Work to complete> Please convert every one of the rows below into a numbered list, skipping any blank lines and leaving the pictures out.

Saved entries>
BEGIN

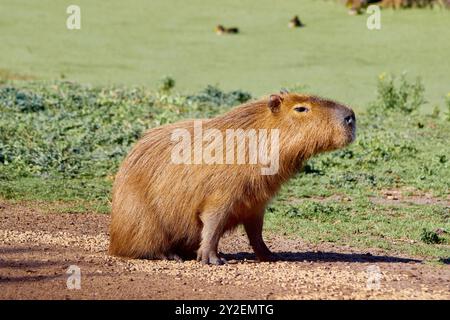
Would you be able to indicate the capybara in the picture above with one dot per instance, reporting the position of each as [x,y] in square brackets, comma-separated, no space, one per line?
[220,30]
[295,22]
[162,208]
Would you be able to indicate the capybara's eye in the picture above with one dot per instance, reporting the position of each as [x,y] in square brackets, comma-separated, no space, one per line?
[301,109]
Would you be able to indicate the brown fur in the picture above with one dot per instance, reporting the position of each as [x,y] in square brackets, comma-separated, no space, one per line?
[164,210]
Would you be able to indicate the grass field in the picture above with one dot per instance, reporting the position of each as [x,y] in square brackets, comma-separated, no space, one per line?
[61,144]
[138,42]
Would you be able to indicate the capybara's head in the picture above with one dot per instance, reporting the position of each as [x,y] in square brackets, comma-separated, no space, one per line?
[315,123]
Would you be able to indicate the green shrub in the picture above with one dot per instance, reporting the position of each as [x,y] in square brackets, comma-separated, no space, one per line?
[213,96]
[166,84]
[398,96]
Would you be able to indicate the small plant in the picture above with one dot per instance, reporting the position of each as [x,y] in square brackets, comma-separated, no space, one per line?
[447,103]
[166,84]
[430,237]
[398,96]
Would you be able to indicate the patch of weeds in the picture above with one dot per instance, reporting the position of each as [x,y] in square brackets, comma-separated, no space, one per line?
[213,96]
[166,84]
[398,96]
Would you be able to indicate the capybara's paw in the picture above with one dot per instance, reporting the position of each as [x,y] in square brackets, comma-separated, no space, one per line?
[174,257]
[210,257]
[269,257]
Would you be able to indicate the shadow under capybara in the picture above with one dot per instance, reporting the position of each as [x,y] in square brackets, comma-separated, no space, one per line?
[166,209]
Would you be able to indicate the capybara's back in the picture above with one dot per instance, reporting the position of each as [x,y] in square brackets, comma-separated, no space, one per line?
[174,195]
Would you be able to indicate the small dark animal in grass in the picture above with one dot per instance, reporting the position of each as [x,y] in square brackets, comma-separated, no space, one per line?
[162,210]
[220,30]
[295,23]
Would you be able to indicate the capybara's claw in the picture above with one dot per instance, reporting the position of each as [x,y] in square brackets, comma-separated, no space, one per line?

END

Finished exercise>
1. Would you be able to indicate the capybara in the picture above with one dot per instance, reporting the position of each as [x,y] in square brackets, comma-separated, no space, one per line?
2. [220,30]
3. [295,22]
4. [162,208]
5. Would you be able to indicate the capybara's eye in the picture above with one dot per instance, reporting the position of each as [x,y] in square brackets, comma-separated, no space, one per line?
6. [301,109]
7. Would you be able to indicate the brown fur in the picture above with one dot per instance, reporting the position of each as [x,y] in square brackets, comma-separated, no space, one per line?
8. [164,210]
9. Would you be able to indicate the grass field in the picture above with one dot per instance, reporting the position of each as [x,y] in square brackets, comma-separated, no space, one per line?
10. [61,144]
11. [138,42]
12. Would you be able to indicate the capybara's head in the picture above with one dot per instance, reporting the position of each as [x,y] in square brackets, comma-separated, no space, one per line?
13. [315,123]
14. Would you be able to indicate the green shrub in the picture above with one dot per instance, reporting the position of each as [x,y] in square brackets, comma-separated, no space, one per line?
15. [213,96]
16. [166,84]
17. [398,96]
18. Would you be able to indicate the small plant in the picture above with one dot per instance, reporting the position of each as [x,y] in square brackets, comma-separated, no space, one per line?
19. [447,103]
20. [166,84]
21. [430,237]
22. [398,96]
23. Would you be able to indicate the patch of weeds in the picture above with one dot per instance, reporting the position of each as [x,y] in square brackets, comma-separated, no space, one per line?
24. [213,96]
25. [166,84]
26. [398,96]
27. Would you be able to indicate the capybara's paw in the picture above with one dot per instance, reporting the position of each as [x,y] in square brackets, comma-separated, no space, one per line?
28. [174,257]
29. [210,257]
30. [269,257]
31. Would you be able to indicate the shadow under capybara in the picture above with one dot per instance, reporting the position of each as [x,y] in square brackets, comma-separated, no space, one per line?
32. [166,209]
33. Would you be able to indicate the capybara's back in the picture above with one dot per instance, reporting the position of each as [x,y] in square brackets, comma-separated, no space, one per line?
34. [174,195]
35. Would you be able to indicate the small dark animal in grass in the picture above with one dot per instance, reporting the position of each as [x,y] in square brackets, comma-separated, no space, one per line?
36. [162,210]
37. [220,30]
38. [295,23]
39. Would you be able to indicate the capybara's claw in the picture above with one dot per instance, reporting the position of each as [x,y] in square brackets, comma-separated, no space, one per line?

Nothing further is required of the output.